EXERCISE REQUIREMENTS
Every line that holds the word "ditch" needs to be copied from the data below.

[Stored items]
*** Begin section ***
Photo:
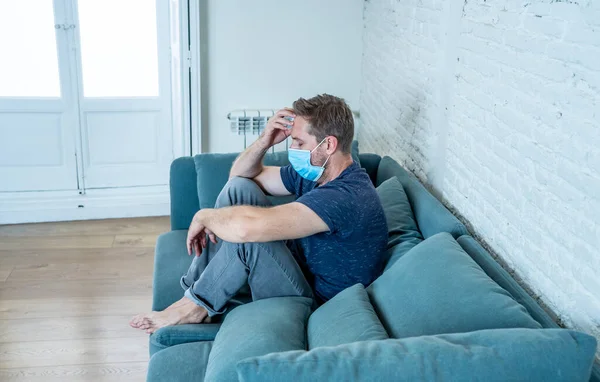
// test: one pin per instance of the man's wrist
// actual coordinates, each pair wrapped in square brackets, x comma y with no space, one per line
[263,145]
[200,216]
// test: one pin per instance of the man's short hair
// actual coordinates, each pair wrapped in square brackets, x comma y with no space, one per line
[328,115]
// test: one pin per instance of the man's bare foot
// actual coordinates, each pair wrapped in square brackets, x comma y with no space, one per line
[184,311]
[137,320]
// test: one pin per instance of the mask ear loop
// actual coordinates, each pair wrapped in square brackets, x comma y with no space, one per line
[311,151]
[318,147]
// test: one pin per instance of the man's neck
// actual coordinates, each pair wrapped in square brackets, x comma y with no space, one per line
[335,167]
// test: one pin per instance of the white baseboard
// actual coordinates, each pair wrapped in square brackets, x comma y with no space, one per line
[36,207]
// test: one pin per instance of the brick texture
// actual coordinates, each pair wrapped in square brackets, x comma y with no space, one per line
[495,106]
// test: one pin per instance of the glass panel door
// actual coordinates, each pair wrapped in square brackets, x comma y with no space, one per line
[125,109]
[29,66]
[38,109]
[119,48]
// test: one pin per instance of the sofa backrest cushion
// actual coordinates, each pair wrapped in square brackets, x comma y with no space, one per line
[403,233]
[347,317]
[498,355]
[436,288]
[432,217]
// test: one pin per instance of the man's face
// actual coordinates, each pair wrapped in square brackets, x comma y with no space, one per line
[303,140]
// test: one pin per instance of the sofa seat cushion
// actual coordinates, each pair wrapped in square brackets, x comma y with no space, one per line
[497,355]
[180,363]
[403,232]
[258,328]
[181,334]
[347,317]
[437,288]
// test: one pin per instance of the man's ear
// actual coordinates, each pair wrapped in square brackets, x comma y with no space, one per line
[331,144]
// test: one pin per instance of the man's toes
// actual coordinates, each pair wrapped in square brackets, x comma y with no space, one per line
[135,322]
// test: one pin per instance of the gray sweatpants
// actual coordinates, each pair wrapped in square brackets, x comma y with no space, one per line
[224,268]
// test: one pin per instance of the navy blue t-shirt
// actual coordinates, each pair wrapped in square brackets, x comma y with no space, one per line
[351,251]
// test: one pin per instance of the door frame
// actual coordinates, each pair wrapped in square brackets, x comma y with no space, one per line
[45,206]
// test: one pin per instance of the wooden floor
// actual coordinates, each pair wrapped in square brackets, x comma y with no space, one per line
[67,291]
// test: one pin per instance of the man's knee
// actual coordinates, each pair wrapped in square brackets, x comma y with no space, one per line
[239,190]
[240,183]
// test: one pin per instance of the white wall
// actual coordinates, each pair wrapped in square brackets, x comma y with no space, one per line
[268,53]
[496,106]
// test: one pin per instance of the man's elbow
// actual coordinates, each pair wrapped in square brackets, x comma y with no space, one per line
[245,232]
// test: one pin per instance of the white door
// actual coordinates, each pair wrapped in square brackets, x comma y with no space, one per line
[125,100]
[38,109]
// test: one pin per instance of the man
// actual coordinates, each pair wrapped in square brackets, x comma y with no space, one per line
[333,236]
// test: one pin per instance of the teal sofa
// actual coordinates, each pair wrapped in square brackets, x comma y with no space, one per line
[182,353]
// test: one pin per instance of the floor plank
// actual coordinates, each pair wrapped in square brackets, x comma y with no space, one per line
[135,241]
[73,352]
[105,372]
[5,273]
[74,307]
[92,289]
[67,292]
[110,227]
[92,269]
[42,242]
[110,256]
[63,328]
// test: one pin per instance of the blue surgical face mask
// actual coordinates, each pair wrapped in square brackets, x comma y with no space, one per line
[300,161]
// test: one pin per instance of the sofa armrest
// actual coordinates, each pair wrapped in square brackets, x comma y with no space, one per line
[184,192]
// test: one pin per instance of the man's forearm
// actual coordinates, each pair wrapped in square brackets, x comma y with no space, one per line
[249,163]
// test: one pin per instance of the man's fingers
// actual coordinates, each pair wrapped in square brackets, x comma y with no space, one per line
[283,122]
[285,113]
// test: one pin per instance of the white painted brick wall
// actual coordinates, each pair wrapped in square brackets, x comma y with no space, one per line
[495,105]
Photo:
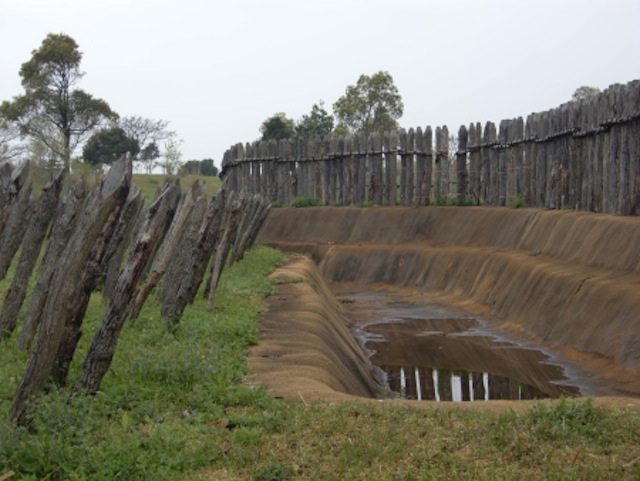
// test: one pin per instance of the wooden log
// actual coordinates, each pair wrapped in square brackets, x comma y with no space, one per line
[19,214]
[410,166]
[5,181]
[421,161]
[461,165]
[105,198]
[503,164]
[518,138]
[439,159]
[62,230]
[122,240]
[428,173]
[529,165]
[187,286]
[377,181]
[249,229]
[175,247]
[222,250]
[474,163]
[249,209]
[491,160]
[105,340]
[112,234]
[13,181]
[31,246]
[403,168]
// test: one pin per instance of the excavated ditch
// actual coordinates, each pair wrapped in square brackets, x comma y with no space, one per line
[525,297]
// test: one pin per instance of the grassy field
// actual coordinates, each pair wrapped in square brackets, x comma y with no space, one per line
[148,183]
[177,405]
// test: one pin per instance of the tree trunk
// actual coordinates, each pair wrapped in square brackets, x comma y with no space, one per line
[104,199]
[18,215]
[111,236]
[65,222]
[177,243]
[31,247]
[186,288]
[105,340]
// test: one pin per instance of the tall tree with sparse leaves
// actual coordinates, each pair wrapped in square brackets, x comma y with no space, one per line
[277,127]
[52,111]
[318,123]
[584,91]
[373,104]
[108,145]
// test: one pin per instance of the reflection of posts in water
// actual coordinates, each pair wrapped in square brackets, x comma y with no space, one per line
[444,385]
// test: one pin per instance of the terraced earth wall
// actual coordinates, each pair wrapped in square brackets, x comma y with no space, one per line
[566,280]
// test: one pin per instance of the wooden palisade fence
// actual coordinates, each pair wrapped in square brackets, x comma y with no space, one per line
[90,230]
[583,155]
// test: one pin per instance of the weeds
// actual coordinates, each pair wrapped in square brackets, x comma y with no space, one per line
[306,202]
[174,406]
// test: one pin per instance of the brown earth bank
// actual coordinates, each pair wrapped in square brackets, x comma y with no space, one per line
[562,280]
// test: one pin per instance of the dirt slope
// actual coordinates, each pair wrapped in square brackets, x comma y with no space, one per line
[566,280]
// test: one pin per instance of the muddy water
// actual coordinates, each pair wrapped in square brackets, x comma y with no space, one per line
[431,352]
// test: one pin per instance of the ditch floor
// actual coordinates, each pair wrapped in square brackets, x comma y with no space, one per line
[459,292]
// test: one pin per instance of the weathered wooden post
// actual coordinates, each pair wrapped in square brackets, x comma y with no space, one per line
[410,165]
[502,161]
[461,165]
[403,168]
[377,179]
[474,164]
[105,199]
[421,162]
[18,212]
[105,246]
[529,166]
[65,222]
[31,246]
[491,140]
[104,342]
[391,159]
[428,176]
[173,253]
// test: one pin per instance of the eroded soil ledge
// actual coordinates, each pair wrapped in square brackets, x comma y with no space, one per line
[564,280]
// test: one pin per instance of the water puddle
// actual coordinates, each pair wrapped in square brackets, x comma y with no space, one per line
[431,352]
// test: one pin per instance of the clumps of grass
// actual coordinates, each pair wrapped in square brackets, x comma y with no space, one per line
[517,202]
[278,281]
[306,202]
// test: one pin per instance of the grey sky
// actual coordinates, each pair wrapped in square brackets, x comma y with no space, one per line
[217,69]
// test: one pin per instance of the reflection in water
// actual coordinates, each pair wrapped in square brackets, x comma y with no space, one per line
[446,385]
[431,352]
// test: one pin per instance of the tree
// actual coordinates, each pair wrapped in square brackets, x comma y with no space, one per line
[207,168]
[148,156]
[172,155]
[148,133]
[584,91]
[318,123]
[277,127]
[108,145]
[190,167]
[9,145]
[372,105]
[51,110]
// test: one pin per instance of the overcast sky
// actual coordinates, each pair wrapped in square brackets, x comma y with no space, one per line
[217,69]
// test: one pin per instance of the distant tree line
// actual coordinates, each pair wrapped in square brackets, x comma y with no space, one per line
[53,119]
[373,104]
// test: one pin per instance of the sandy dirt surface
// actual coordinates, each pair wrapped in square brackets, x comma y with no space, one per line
[307,351]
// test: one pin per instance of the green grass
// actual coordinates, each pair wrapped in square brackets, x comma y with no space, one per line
[149,184]
[306,202]
[177,406]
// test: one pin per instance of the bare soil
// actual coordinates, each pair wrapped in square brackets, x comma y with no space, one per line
[565,281]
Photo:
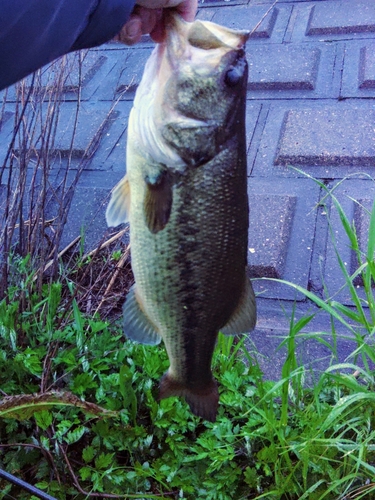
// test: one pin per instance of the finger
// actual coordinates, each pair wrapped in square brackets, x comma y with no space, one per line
[188,9]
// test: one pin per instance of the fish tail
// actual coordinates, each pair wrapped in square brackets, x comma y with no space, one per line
[203,402]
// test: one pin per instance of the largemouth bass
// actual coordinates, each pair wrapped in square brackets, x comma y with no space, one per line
[185,196]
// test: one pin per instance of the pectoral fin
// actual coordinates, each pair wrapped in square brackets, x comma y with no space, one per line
[137,325]
[158,201]
[244,317]
[118,209]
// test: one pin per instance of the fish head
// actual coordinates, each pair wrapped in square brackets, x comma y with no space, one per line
[191,99]
[203,78]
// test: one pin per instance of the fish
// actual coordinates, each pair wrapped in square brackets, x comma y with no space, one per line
[185,197]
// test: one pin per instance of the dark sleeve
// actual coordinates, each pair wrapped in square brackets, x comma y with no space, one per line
[35,32]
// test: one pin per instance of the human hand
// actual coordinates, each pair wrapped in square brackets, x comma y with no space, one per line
[147,17]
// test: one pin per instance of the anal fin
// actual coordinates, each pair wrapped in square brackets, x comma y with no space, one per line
[118,209]
[137,325]
[244,317]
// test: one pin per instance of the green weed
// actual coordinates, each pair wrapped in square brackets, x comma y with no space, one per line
[79,415]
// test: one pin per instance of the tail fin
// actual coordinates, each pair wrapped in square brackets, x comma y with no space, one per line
[203,403]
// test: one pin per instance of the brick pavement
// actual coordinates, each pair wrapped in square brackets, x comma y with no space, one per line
[310,106]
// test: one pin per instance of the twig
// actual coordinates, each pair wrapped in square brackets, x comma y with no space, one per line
[60,254]
[114,277]
[107,243]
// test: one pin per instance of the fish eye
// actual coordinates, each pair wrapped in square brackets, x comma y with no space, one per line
[233,77]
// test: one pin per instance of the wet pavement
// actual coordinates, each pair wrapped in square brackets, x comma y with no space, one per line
[310,113]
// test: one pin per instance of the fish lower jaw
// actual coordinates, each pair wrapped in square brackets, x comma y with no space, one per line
[203,402]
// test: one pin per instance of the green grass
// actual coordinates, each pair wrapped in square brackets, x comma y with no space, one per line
[95,426]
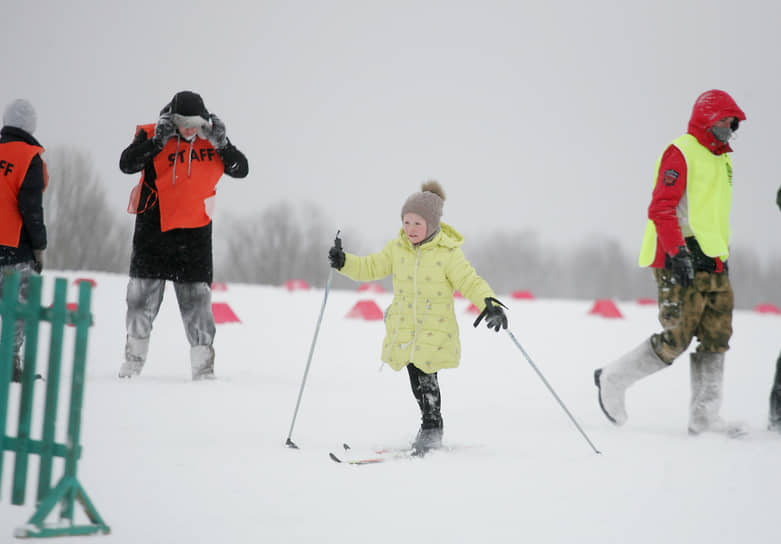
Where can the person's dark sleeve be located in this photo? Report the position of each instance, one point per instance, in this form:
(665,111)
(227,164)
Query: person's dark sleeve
(139,153)
(31,203)
(236,165)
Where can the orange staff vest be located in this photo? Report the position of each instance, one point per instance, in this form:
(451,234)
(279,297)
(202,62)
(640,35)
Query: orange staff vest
(187,174)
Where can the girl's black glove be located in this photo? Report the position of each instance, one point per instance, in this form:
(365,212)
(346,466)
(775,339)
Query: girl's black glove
(494,315)
(336,255)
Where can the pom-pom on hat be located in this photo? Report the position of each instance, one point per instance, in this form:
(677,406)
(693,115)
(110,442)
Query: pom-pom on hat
(428,204)
(20,114)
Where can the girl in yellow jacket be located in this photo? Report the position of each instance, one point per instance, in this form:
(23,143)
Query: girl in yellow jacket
(427,266)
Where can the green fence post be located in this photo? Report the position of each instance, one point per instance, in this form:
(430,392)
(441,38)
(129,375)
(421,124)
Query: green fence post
(58,315)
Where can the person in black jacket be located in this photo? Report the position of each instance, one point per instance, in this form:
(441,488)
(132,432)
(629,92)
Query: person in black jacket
(23,179)
(182,157)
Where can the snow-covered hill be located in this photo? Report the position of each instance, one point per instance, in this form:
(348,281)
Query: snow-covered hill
(167,460)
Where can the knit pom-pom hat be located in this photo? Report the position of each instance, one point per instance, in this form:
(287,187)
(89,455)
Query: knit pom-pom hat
(20,114)
(427,203)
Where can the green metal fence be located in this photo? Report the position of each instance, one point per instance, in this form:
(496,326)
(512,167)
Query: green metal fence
(68,490)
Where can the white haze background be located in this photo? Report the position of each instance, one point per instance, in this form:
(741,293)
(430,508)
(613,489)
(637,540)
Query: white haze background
(171,461)
(534,116)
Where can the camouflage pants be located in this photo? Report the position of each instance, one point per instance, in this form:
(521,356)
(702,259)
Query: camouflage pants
(25,271)
(703,310)
(144,297)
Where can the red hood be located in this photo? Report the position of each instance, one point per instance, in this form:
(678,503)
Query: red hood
(709,108)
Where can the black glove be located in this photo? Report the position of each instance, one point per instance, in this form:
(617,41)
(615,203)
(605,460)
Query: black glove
(682,268)
(164,129)
(216,133)
(336,255)
(38,264)
(494,315)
*** End section ***
REPLY
// test: one pin per instance of the excavated ditch
// test: one pin per instance of the ditch floor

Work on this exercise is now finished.